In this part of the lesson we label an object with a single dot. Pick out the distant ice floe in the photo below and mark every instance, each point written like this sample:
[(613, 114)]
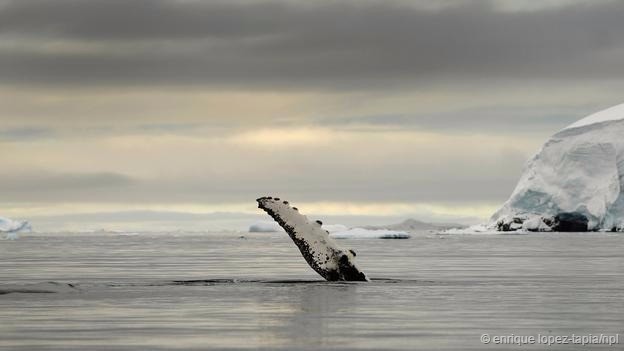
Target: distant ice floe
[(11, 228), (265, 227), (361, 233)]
▬▬▬▬▬▬▬▬▬▬
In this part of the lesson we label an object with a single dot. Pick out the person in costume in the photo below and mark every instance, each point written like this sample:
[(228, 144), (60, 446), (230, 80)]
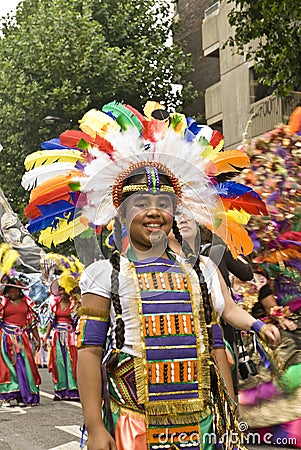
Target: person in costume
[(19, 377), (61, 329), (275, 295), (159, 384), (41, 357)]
▬▬▬▬▬▬▬▬▬▬
#### [Exercise instructions]
Edit the entries from the line with "out the distant" to the line with "[(11, 228), (265, 227), (361, 233)]": change "ice floe" to "iceberg" and keep everything else as it is. Return only those lines, without the pictures.

#### [Final result]
In this part of the lesson we label an object with a single dot. Pick out the distant iceberg in the photo below and mark every instance, each point written like this sample:
[(613, 114)]
Target: distant iceberg
[(11, 228), (265, 227), (361, 233)]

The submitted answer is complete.